• **TASK INSTRUCTIONS**:
**A.** In the HTTPS debugging text, what was the Java test program supposed to be stripped down to?
**B.** Please rewrite the part of the HTTPS debugging text starting with "BufferedReader in = new" and going on through "in.readLine()) != null)", replacing "inputLine" with "responseLine".

• **QUOTED TEXT**:
↓

Unfortunately, but inevitably the Java routines responsible for initiating the HTTPS connection on the source system were part of and thus embedded in a programming logic more complex than necessary or useful for the purpose of low-level debugging. For further debugging i wanted a Java-based test program which was stripped down to the bare minimum of initiating a HTTPS connection. Again, not being a seasoned Java programmer, i managed to cobble together the following test program from several examples on the internet:

CertChecker.java
import java.net.*;
import java.io.*;
import javax.net.ssl.*;
import java.security.GeneralSecurityException;
import java.security.KeyStore;
import java.security.SecureRandom;
import java.security.cert.*;
import java.util.*;
 
public class CertChecker implements X509TrustManager {
    public static void main(String[] args) throws Exception {
        try {
            SSLContext sc = SSLContext.getInstance("SSL");
            sc.init(null, new TrustManager[]{new CertChecker()}, new SecureRandom());
            SSLSocketFactory factory = (SSLSocketFactory)SSLSocketFactory.getDefault();
            SSLSocket socket = (SSLSocket)factory.createSocket("hostname", port);
            socket.startHandshake();
 
            PrintWriter out = new PrintWriter(
                                  new BufferedWriter(
                                  new OutputStreamWriter(
                                  socket.getOutputStream())));
 
            out.println("GET / HTTP/1.0");
            out.println();
            out.flush();
 
            if (out.checkError())
                System.out.println("SSLSocketClient:  java.io.PrintWriter error");
 
            BufferedReader in = new BufferedReader(
                                    new InputStreamReader(
                                    socket.getInputStream()));
 
            String inputLine;
            while ((inputLine = in.readLine()) != null)

↑

• **LISTING**:

↓

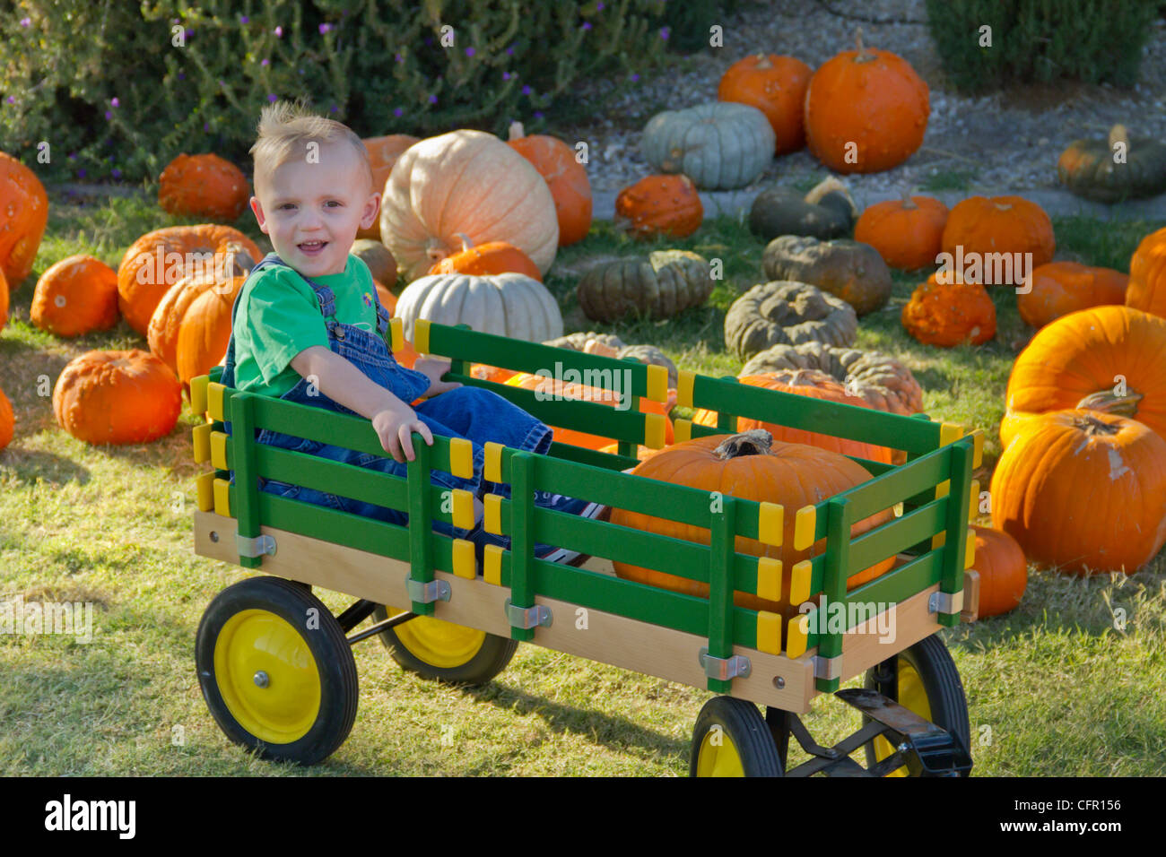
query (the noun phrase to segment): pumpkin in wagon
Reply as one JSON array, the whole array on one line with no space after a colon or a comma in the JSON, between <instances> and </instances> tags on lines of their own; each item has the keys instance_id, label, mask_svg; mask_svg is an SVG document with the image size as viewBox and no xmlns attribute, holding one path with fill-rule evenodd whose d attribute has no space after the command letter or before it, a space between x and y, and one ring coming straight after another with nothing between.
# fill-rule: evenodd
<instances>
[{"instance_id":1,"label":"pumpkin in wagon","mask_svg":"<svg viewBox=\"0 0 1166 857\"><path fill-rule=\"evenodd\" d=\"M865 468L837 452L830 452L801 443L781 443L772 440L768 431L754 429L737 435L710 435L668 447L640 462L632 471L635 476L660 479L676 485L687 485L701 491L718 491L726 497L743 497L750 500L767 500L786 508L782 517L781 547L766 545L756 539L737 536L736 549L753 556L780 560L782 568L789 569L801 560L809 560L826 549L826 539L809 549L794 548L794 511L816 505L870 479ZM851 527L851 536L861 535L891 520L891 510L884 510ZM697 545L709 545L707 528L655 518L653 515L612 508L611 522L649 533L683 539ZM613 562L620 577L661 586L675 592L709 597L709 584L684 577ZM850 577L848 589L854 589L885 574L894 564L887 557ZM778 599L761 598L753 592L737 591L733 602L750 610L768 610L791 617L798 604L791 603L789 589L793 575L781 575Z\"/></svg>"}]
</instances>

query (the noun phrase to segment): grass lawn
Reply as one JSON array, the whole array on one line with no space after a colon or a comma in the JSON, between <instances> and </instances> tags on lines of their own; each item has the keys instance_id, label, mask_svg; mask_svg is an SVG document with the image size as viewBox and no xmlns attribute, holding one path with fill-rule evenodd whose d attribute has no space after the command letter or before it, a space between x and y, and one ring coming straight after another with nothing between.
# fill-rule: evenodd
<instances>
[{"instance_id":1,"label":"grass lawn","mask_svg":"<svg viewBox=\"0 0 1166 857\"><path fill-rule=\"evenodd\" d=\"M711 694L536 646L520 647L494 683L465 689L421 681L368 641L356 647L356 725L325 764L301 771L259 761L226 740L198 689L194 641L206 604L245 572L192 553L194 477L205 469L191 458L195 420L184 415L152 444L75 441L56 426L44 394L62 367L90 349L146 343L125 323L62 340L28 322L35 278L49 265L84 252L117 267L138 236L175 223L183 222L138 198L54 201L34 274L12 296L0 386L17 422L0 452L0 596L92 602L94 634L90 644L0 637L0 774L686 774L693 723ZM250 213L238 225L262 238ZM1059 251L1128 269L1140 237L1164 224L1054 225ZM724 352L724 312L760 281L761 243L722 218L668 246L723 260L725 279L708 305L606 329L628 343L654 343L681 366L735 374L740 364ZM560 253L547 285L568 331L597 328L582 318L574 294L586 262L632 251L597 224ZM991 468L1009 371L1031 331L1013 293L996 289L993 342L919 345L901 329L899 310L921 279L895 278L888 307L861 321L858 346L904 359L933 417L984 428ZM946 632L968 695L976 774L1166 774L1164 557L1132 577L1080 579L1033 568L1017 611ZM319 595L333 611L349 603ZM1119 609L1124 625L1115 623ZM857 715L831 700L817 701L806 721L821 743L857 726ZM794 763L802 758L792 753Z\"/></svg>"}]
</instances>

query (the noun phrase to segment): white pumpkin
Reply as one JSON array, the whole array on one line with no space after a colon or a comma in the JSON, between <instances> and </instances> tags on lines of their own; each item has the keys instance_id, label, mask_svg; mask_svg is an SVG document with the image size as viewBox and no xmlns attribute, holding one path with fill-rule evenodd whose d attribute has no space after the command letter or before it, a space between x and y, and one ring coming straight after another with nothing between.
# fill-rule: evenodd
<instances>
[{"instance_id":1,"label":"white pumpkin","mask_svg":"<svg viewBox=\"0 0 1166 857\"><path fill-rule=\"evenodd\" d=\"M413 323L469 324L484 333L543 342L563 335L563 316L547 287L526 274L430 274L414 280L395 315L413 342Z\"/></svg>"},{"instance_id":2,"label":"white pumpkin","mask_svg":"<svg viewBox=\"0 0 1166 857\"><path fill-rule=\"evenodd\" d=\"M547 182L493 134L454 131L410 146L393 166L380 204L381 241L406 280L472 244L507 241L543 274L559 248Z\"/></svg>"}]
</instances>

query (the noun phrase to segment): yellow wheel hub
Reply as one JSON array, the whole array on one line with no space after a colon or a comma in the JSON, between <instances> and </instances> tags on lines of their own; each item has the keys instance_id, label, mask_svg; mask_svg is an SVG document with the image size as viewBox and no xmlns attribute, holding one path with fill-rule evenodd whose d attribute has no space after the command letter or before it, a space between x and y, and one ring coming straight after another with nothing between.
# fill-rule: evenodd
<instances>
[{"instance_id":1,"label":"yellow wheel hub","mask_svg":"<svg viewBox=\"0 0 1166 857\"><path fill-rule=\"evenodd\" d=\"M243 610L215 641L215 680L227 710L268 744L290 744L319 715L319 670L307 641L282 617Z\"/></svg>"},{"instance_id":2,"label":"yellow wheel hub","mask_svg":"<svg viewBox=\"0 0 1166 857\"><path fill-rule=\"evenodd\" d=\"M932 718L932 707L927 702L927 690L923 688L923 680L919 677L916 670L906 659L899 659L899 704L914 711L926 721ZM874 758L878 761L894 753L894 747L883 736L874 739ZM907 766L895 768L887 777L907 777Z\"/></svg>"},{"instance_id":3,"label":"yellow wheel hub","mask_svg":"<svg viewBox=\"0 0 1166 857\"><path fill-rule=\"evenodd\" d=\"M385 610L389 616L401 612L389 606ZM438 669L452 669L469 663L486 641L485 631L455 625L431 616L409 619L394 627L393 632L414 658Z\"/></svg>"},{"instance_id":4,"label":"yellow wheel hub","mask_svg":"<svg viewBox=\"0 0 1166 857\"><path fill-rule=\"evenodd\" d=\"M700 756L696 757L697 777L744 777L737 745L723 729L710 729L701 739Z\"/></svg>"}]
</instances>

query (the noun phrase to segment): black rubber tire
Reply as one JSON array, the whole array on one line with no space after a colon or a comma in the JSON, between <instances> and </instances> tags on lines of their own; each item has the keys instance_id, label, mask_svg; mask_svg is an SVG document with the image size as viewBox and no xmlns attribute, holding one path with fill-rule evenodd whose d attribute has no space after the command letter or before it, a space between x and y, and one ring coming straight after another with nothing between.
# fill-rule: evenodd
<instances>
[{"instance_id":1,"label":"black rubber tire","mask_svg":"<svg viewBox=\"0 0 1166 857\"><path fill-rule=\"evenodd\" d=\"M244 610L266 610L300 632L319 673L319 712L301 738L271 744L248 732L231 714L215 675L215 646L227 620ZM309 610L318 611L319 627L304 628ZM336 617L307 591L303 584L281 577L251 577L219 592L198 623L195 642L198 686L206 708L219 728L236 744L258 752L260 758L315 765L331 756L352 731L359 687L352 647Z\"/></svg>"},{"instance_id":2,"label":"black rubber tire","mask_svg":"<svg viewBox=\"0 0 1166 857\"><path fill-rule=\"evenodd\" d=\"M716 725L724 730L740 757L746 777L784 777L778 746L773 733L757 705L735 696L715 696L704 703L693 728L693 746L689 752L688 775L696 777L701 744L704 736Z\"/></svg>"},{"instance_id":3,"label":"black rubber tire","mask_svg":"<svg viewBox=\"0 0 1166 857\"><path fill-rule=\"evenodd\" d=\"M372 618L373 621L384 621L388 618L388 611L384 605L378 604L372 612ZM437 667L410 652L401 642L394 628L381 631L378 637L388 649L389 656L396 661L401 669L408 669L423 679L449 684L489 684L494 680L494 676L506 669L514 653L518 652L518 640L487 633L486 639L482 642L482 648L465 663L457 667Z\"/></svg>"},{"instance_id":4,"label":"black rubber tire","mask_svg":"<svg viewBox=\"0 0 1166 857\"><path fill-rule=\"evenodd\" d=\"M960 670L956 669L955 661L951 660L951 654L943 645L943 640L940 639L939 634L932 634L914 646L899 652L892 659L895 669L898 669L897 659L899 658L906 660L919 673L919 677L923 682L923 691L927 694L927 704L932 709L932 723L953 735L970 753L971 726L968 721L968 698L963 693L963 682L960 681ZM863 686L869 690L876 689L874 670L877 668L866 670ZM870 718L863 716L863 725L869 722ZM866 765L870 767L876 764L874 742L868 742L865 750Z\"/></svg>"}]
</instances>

↑

• **IN RESPONSE**:
**A.** The bare minimum of initiating a HTTPS connection.

**B.**
BufferedReader in = new BufferedReader(
                                    new InputStreamReader(
                                    socket.getInputStream()));
 
            String responseLine;
            while ((responseLine = in.readLine()) != null)